Task list ▸
a. Answer these from the P226 forum thread, one per line:
(i) Which pistol did Todd choose over the P226, and for what reason?
(ii) Where does TitanCi live?
(iii) When does timc tend to carry the P-226 more?
b. Reproduce the stretch of the P226 forum thread from "## nailer (Apr" through "love that beavertail!", substituting "trigger" for "beavertail".
c. From the P226 forum thread, list every Sig model that nailer says has lots of posts.

Provided text ▸
..........

# sig 226?



## nailer (Apr 26, 2009)

I don't see much talk about the 226. There are lots of posts concerning other sigs like the 220, 228, 229, 232, 239, 250, and 2022. Is there something wrong with the 226? I'm asking because I'm this close to buying one!


----------



## Todd (Jul 3, 2006)

Not that I've heard of. Just different strokes for different folks. People choose guns for a wide variety of reasons like caliber, price, size, and even availability. I know I chose a P229 over the P226 because of size. The P226 would have been a bit big for CCW, IMO. I'd love to get a P226 some day in the future, especially the Elite. I love that beavertail!


----------



## TitanCi (Apr 28, 2009)

there is NOTHING wrong with the P226. I love my P226. It's a great feel, fit, weight, finish...everything! I live in San Diego so there's no chance of getting a CCW, so I chose it over the P229 and smaller guns. No concealed carry= get a bigger gun for HD. It's really based on what caliber you want, how it feels and fits, shoots... can't go wrong with Sig.


----------



## timc (Feb 22, 2009)

I like my P-226 a lot, good shooting, acurate pistol. The P-226 is a little big for concealed carry but it can be done. I tend to carry mine more in the winter time.


----------



## jc27310 (Dec 14, 2008)

..........

Data listing ▸
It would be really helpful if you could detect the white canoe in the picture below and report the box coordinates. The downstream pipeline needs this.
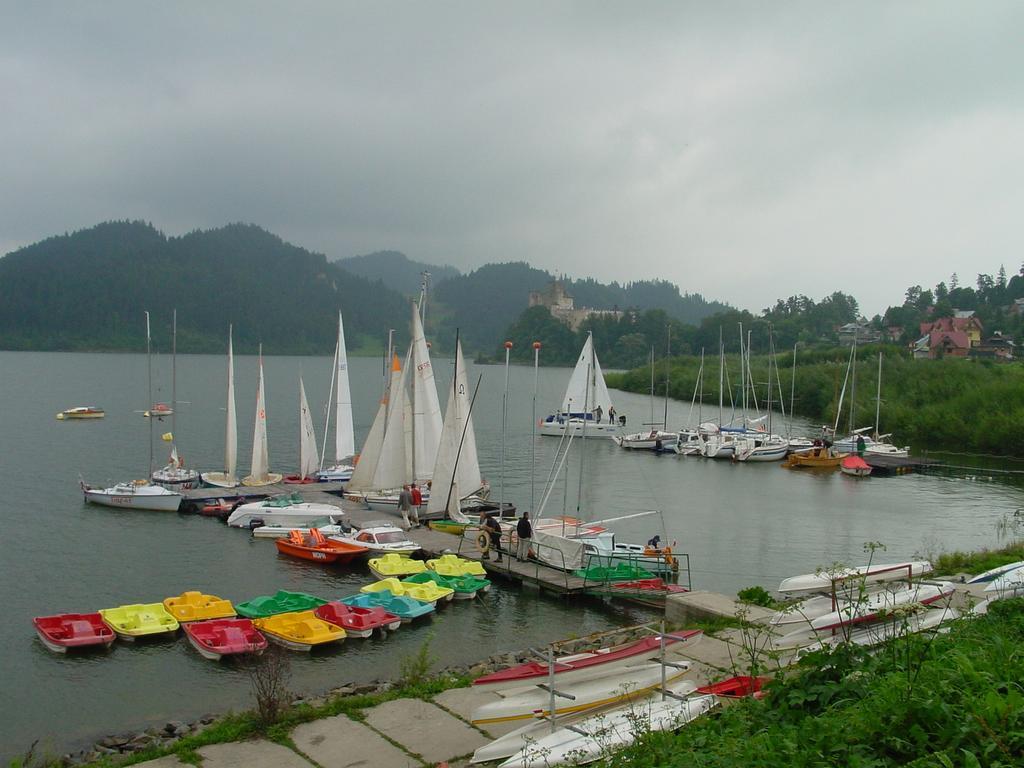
[985,565,1024,592]
[471,680,696,763]
[800,608,959,653]
[499,694,718,768]
[778,560,932,592]
[472,662,689,725]
[967,560,1024,584]
[811,582,955,630]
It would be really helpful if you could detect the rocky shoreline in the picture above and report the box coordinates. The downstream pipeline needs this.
[56,625,651,766]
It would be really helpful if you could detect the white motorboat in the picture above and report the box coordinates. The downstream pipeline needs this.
[539,334,618,437]
[316,311,355,482]
[472,662,689,726]
[495,683,719,768]
[778,560,932,592]
[227,494,345,528]
[328,522,423,557]
[203,326,239,488]
[252,515,345,539]
[82,480,181,512]
[242,344,283,487]
[611,429,679,452]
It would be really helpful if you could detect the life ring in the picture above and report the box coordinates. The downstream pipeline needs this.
[476,530,490,555]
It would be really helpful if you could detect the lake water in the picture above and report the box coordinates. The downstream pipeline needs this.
[0,352,1022,760]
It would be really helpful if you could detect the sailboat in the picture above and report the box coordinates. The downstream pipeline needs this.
[540,333,618,437]
[316,312,355,482]
[345,301,442,510]
[79,312,181,512]
[425,339,497,525]
[153,309,200,490]
[285,376,319,484]
[203,326,239,488]
[242,344,282,486]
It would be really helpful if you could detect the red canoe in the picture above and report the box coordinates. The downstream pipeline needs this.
[313,601,401,637]
[181,618,266,660]
[473,630,703,688]
[32,613,117,653]
[697,675,768,698]
[274,528,368,563]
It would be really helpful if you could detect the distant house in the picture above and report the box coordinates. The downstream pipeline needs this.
[913,312,982,359]
[971,331,1017,361]
[529,280,623,331]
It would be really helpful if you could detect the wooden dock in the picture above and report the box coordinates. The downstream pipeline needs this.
[181,482,595,595]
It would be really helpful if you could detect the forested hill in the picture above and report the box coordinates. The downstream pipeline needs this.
[334,251,460,296]
[428,261,729,357]
[0,221,408,353]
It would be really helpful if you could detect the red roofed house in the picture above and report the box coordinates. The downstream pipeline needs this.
[921,313,982,359]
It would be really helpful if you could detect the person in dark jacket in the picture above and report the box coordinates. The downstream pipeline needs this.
[515,510,534,562]
[483,515,502,562]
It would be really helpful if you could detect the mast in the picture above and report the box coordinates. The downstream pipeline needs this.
[145,310,154,478]
[874,349,882,440]
[663,326,672,432]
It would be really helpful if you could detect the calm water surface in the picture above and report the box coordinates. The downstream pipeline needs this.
[0,352,1024,759]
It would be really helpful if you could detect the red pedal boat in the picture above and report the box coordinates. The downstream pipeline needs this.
[181,618,266,662]
[313,601,401,637]
[32,613,117,653]
[473,630,703,688]
[697,675,768,698]
[274,528,369,563]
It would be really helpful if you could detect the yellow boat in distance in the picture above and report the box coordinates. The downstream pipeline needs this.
[367,552,427,579]
[164,592,234,624]
[427,555,487,577]
[57,406,106,421]
[359,578,455,605]
[99,603,178,642]
[253,610,345,651]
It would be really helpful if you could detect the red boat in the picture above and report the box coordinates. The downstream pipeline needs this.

..........

Answers to the tasks ▸
a.
(i) A P229, because of size.
(ii) San Diego.
(iii) In the winter time.

b.
## nailer (Apr 26, 2009)

I don't see much talk about the 226. There are lots of posts concerning other sigs like the 220, 228, 229, 232, 239, 250, and 2022. Is there something wrong with the 226? I'm asking because I'm this close to buying one!


----------



## Todd (Jul 3, 2006)

Not that I've heard of. Just different strokes for different folks. People choose guns for a wide variety of reasons like caliber, price, size, and even availability. I know I chose a P229 over the P226 because of size. The P226 would have been a bit big for CCW, IMO. I'd love to get a P226 some day in the future, especially the Elite. I love that trigger!

c. 220, 228, 229, 232, 239, 250, 2022